# Inexpensive Hifiman Cable



## RenderEs

This is for those who want an inexpensive replacement cable for Hifiman headphones, and can't make their own cable.
  
 The stock silver cable that comes with Hifiman headphones tends to be very unruly. I've tried smoothing out the kinks, but the cable seems to have some sort of immortal memory of how it came in the box. And the microphonics were bad enough that I couldn't even use them sitting in front of my computer, as they made loud grinding noises when the cable slid around the desk. Searching for a shorter and more flexible replacement cable, I was dismayed to see that all cables are long and expensive, as well as commonly made of silver. I think the stock cable can be had for $60-$70, whereas most aftermarket cables are well into several hundreds of dollars. Hifiman thankfully does sell the connectors in pairs, which is probably a godsend to those who make their own cables. Points to them for selling the connectors for only $10.

**Given task a**
In the forum post about Hifiman cables, how much does Hifiman charge for a pair of connectors?
The entries have no connection to the forum post.

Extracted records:
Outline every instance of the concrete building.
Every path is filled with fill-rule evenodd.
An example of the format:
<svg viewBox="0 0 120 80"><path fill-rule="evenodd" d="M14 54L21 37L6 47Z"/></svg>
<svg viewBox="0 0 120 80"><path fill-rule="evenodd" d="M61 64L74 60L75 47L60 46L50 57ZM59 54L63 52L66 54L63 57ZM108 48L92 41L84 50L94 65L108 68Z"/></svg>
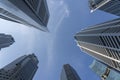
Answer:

**Given task b**
Please locate each line of the entries that contains the string "viewBox", and copy those lines.

**Complete answer a**
$10

**Complete answer b**
<svg viewBox="0 0 120 80"><path fill-rule="evenodd" d="M14 54L21 37L6 47Z"/></svg>
<svg viewBox="0 0 120 80"><path fill-rule="evenodd" d="M61 64L74 60L75 47L60 46L50 57ZM59 54L63 52L66 54L63 57ZM108 48L92 41L84 50L94 65L108 68Z"/></svg>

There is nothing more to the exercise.